OBJECTIVE 1
According to the Switch Transformer passage, by what factor do the authors recommend reducing the Transformer initialization scale?
OBJECTIVE 2
Quote the Switch Transformer passage between "- The vertical axis shows" and "(better model performance).", inclusive.
OBJECTIVE 3
Summarize the Switch Transformer passage in three sentences.

PAGE EXTRACT

The authors propose two improvements:

Selective Precision Management: Use float32 precision locally within the routing function, only performing computations on the device in float32, then converting the results back to bfloat16. This approach retains the speed of bfloat16 training while maintaining the stability of float32.
Smaller Parameter Initialization: Initialization is crucial for the success of deep learning models. The authors recommend reducing the Transformer initialization scale $s=1.0$ by a factor of ten. This strategy improves model quality and reduces instability during early training.

In addition, to address the overfitting problem during the fine-tuning stage, the authors propose a simple but effective method to alleviate this issue:

Increase the dropout within the expert layers, known as "Expert dropout."

By setting different dropout rates for each expert layer during fine-tuning, this approach effectively reduces overfitting and improves performance on downstream tasks with small datasets.

Discussion

Comparison with Dense Models

dense_vs_sparse

The authors compared the Switch T5 Base model with the dense model baseline, and the results show that the model using the Switch Transformer architecture outperforms across all 101 languages.

By introducing expert sparsity, the Switch Transformer significantly improves performance over models that merely increase dense parameters in a multilingual and multitask pre-training setting. The improvement is not limited to specific languages but represents an overall enhancement in performance.

Impact of the Number of Experts

expert_number

The authors discuss several scaling characteristics, starting with the impact of the number of experts on model performance.

Left Diagram:
- The horizontal axis represents the model's number of parameters (mainly increased by adding more experts).
- The vertical axis shows the model's perplexity.
The point in the top left corresponds to T5-Base (approximately 223 million parameters). As the number of experts increases (from 2 to 256 experts), the total parameter count increases significantly, but the computation remains approximately the same.

The results show that increasing the number of experts reduces perplexity even though the computational budget remains unchanged, which means the model's quality keeps improving.

Right Diagram:
- The horizontal axis is the number of training steps.
- The vertical axis represents the negative log perplexity, where higher values indicate lower perplexity (better model performance).
The diagram compares the dense model baseline (represented by the purple line) with several configurations of experts in the Switch-Base model. The results show that, under the same computational budget, the Switch-Base model with more experts achieves better performance in the same number of training steps, exhibiting better "sample efficiency."

In conclusion, increasing the number of experts (and thus the number of parameters) allows the Switch Transformer to both improve model quality and accelerate learning, demonstrating the effectiveness of the "sparse experts" method for model scaling.

Fixed Computation and Training Time

fixed_compute_time

The authors compare the training results under the same TPU core resources and identical FLOP configurations per sample.

The results, as shown in the above figure, indicate that, compared to traditional dense Transformers, the Switch Transformer (especially with 64 experts) achieves the same quality performance as T5-Base in much less time, even requiring only one-seventh of the time needed by T5-Base to reach the same perplexity level. Moreover, after reaching that quality threshold, the Switch Transformer continues to improve its model performance.

Model and Data Parallelism

The authors further explore how to balance resources in large-scale training scenarios, considering "data parallelism," "model parallelism," and "expert parallelism."

Data Parallelism: The training data is divided into multiple parts, and each computation core handles a different portion of the data, but the model parameters are the same across all cores. After training, the gradients from each core are aggregated and used to update the overall model parameters. The advantage is simplicity; there is no need for communication of parameters or intermediate results during forward and backward propagation—only gradient aggregation at the end. However, as the model size increases, the memory and computation pressure on individual cores also increase.

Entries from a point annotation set

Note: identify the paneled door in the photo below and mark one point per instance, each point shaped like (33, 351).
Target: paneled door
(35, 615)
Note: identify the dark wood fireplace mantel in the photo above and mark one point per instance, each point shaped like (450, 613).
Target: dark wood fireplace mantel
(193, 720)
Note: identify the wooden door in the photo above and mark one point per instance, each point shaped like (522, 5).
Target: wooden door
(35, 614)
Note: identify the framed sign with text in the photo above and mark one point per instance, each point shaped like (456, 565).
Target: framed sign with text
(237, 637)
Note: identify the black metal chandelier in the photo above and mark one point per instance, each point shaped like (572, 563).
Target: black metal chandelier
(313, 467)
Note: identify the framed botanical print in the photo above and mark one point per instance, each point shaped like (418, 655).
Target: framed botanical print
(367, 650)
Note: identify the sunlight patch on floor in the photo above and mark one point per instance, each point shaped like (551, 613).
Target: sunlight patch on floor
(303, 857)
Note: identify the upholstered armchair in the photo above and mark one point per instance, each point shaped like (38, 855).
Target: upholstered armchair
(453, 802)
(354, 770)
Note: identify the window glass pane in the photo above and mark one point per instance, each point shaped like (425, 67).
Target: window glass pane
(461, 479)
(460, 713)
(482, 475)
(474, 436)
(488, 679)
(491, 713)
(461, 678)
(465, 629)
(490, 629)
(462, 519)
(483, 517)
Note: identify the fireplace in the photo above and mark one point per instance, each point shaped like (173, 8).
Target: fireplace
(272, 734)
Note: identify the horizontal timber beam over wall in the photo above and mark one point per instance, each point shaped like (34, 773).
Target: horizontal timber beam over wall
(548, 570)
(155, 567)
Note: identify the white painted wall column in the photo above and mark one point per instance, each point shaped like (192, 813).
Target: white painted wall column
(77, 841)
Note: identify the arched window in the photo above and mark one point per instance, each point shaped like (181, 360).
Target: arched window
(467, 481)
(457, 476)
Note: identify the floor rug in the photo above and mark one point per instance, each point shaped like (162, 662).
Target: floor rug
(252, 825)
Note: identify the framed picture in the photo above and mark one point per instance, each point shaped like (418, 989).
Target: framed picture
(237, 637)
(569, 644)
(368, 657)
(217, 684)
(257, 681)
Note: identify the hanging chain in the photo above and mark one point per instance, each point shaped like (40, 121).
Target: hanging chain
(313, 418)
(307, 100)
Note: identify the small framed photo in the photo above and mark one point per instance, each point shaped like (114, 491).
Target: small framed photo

CORRECT ANSWER 1
By a factor of ten.

CORRECT ANSWER 2
- The vertical axis shows the model's perplexity.
The point in the top left corresponds to T5-Base (approximately 223 million parameters). As the number of experts increases (from 2 to 256 experts), the total parameter count increases significantly, but the computation remains approximately the same.

The results show that increasing the number of experts reduces perplexity even though the computational budget remains unchanged, which means the model's quality keeps improving.

Right Diagram:
- The horizontal axis is the number of training steps.
- The vertical axis represents the negative log perplexity, where higher values indicate lower perplexity (better model performance).

CORRECT ANSWER 3
The authors propose two improvements: computing the routing function locally in float32 before converting results back to bfloat16, and reducing the Transformer initialization scale by a factor of ten. To limit overfitting during fine-tuning, they also raise the dropout within expert layers. Switch T5 Base outperforms the dense baseline across all 101 languages, and adding experts lowers perplexity and improves sample efficiency while computation stays about the same, with the 64-expert model reaching T5-Base quality in one-seventh of the time.